Job:
Retype the material word for word.

Coordinate annotation records:

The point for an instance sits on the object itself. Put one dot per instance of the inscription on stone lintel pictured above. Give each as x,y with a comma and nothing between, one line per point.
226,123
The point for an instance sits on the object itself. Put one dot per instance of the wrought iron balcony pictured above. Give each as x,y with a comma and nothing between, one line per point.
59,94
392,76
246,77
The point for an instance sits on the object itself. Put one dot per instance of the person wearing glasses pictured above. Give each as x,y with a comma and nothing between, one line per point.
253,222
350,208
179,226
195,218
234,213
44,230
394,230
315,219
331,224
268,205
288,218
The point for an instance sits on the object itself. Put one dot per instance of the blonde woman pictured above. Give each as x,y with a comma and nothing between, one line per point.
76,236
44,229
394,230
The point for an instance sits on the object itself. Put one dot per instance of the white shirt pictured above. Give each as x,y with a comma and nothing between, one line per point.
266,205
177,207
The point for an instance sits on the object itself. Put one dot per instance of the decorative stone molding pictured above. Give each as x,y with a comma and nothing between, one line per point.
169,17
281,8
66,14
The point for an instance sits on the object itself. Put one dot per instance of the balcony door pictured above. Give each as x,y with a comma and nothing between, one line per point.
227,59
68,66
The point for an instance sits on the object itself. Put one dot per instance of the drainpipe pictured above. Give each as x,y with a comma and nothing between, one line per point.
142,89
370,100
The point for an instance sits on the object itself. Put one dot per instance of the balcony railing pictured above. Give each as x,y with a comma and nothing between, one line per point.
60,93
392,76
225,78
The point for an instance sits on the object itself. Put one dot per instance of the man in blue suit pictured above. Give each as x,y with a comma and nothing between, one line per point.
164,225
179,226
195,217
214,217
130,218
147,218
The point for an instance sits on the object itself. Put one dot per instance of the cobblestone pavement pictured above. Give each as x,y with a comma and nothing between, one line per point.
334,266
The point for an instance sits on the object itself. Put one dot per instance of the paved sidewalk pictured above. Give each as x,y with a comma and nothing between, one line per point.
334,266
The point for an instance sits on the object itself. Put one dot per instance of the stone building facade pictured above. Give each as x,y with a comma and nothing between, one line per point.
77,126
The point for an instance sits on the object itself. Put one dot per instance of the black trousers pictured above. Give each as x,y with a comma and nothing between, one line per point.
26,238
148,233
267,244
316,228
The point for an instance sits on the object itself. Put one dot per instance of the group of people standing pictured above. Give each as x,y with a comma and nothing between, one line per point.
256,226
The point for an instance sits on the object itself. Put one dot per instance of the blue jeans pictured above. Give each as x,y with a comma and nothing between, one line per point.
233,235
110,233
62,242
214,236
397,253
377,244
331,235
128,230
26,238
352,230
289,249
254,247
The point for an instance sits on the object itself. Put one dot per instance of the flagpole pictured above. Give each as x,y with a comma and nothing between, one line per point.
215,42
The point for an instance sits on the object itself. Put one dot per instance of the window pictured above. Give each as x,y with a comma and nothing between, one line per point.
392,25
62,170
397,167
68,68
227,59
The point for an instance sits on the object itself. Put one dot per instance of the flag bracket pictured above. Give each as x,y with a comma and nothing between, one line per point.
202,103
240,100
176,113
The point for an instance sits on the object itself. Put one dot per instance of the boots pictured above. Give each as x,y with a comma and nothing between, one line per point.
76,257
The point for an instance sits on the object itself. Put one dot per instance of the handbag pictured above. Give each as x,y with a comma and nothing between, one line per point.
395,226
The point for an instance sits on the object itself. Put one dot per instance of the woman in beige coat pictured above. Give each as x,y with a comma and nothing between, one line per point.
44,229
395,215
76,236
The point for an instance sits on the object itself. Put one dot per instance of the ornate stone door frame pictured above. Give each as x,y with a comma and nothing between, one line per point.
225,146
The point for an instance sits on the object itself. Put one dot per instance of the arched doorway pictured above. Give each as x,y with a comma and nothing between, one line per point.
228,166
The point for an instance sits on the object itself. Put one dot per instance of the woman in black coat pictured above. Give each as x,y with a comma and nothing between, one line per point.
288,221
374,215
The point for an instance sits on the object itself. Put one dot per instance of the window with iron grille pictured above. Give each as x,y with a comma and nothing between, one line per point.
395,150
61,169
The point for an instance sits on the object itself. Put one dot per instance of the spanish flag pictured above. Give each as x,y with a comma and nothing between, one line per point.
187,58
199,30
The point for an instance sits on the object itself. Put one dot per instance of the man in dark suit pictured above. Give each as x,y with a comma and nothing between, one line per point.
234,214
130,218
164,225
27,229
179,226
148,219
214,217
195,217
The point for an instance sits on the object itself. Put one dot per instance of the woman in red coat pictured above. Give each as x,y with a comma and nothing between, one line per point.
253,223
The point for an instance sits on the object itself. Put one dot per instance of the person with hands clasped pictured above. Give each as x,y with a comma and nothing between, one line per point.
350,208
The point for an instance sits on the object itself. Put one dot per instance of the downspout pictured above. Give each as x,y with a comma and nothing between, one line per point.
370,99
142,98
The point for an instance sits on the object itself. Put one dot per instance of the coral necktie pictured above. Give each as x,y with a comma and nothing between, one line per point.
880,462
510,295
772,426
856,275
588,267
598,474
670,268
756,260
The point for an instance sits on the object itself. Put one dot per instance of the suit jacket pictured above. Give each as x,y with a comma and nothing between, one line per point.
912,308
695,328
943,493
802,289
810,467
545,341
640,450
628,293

Complete answer:
The point for an instance sits on the object itself. Put one dot per instance of the inscription on stone lintel pictured above. Give each as x,y with a comma and nothing between, one line per point.
226,123
The point for an instance sits on the object itself. Put one dot per instance of the wrought iron balcony pictured above. Give each as x,y with a comma and nothing between, one line per point.
59,94
392,76
246,77
The point for an instance sits on the object itself. Put one dot per instance of the person wearing glasses pictured above. Give each as x,y with a comma and nothing between, one line per point.
253,222
350,208
179,226
195,218
234,213
44,230
394,230
315,219
331,224
268,205
288,218
The point for an instance sits on the object itself. Put one dot per instance of the blonde woman pictured above. Give each as x,y with a comma and nothing between, one line per point.
76,236
44,229
394,230
The point for an instance sits on the object itself. Put one dot per instance of the white shirt pictured above. Give each as x,y with a comma and nothing between, one line per point.
266,205
177,207
The point for an instance sits on the object itself. Put one dot per instance of the decorative stone molding pictured above. Give each as x,y with a comma and nothing between, one line per point.
169,17
281,8
66,14
The point for an instance sits on the object itself. Put one dot per instance of the balcony door pictured above. Give each as x,y with a comma and nothing between, one line per point.
227,59
68,66
The point for an instance sits on the object itself. Put one dot per instance of the drainpipe pictured above. Give each as x,y with a comma and nothing between, one line per point.
142,89
370,100
The point for an instance sits on the object itself. Put one dot per instance of the balcony railing pictured above. Give each as x,y with a comma and nothing between, one line per point.
60,93
392,76
225,78
The point for an instance sits on the object itself. Put one dot per instance of the man in blue suit pictured above. Give each as x,y with a comma and nothing between, one line per point.
164,225
179,226
195,217
214,217
130,218
147,218
The point for an instance sits on the object itself. Put one dot per instance of the cobblestone pavement pictured above. Give each as x,y with a comma and nothing between, one line per point.
334,266
The point for an instance sits on the object itself. Put one dot per instance of the paved sidewalk pictured above. Give each as x,y with a comma and nothing between, one line per point.
334,266
The point for an instance sits on the object itself. Put one dot per instance of the stone building facade pictured above. Give each as x,y with a comma and nothing between, one line per point.
77,126
The point for an instance sits on the object itself. Put one dot per instance of the black trousers pictured above. Give each as x,y with a comma and nothing between, one line per point.
26,238
148,233
267,244
316,228
The point for an instance sits on the object itself. Put one dot per instance of the group of people standing pictured above. Give each as x,y with a comma and nothing between, one line per point.
256,226
The point for an instance sits on the object itself. Put one dot per instance of the blue jeans pictured above. Give each as x,y with a comma and nothing between, one line per point.
233,235
110,233
62,242
214,236
397,253
377,244
331,235
128,230
26,238
352,230
289,249
254,247
The point for an instance sits on the object itself. Put one dot per instance of the flagpole pictured above. Give each as x,y with a comma and nothing between, one line per point.
215,42
The point for an instance sits on the object itself. Put one dot per instance of the window pictured above. Give each as x,y with a comma and nothing between, one line per point.
392,25
62,170
397,167
68,68
227,59
The point for an instance sits on the object itself. Put one dot per instance of the flag bracket pictured above. Give each as x,y with a comma and nothing between, one line per point.
202,103
240,100
176,113
The point for an instance sits on the object itself. Put one dot per instance of the boots pictured above. Give each as x,y with a comma and nothing between, one line per point.
76,257
The point for an instance sits on the object itself. Put one dot per instance of the handbag pictured above. Give each as x,y with a comma and nothing between, one line per point.
395,226
The point for an instance sits on the object itself. Put one dot per instance of the woman in beige coat pictured above. Give each as x,y with a comma and nothing between, one line per point.
44,229
395,215
76,236
The point for an instance sits on the object itself. Put one dot per instance of the ornate stone door frame pictured above. Give each as x,y with a comma and nothing between, one line per point.
225,146
The point for an instance sits on the object itself. Put one dot per instance of the arched doorway pictured above. Give each as x,y with a comma and nothing between, one line per point.
228,166
The point for an instance sits on the object itself. Put one dot per instance of the woman in black coat pictured above. Give each as x,y with a comma and nothing between, one line per point.
288,221
374,215
The point for an instance sits on the object itself. Put one dot per instance of the window with iron grille pictured above. Give each as x,y with a comma and nothing between, one line per point.
395,150
61,169
The point for an instance sits on the object itself. Put one dot per instance of the spanish flag pictured above. Give each as x,y with a comma and nothing between, one line per point.
187,58
199,30
The point for an instance sits on the object itself. Put one dot per instance of the man in dark suit pictured above. Give each as x,y with a comma and nothing between, one line per point.
234,214
130,218
164,225
27,229
179,226
148,219
214,217
195,217
The point for an instance sits on the object itself. Put one dot per instance of the woman in red coat pictured above. Give each as x,y with a comma and nothing between, one line per point.
253,223
The point for an instance sits on the object itself. Put one dot per instance of the person with hands clasped pictured above. Give each as x,y with a comma and nothing between, one line per point.
350,208
The point for an instance sits on the object itself. Put one dot per instance of the downspout pictured above. Give each as x,y with a comma and nothing between, one line per point.
370,99
142,98
The point for an instance sits on the object itself. Put one dot per instance of the coral necktie pictured above. Give each as x,y with a comma and nothing between, one line per point.
880,462
510,295
772,426
856,275
588,267
598,474
670,268
756,260
The point for an instance sits on the object itself. Put one dot per instance of the suit jacket pictured above. Give each as x,y with a comma and nothing between, one line per point.
912,308
695,328
943,493
802,289
810,467
545,341
640,450
628,293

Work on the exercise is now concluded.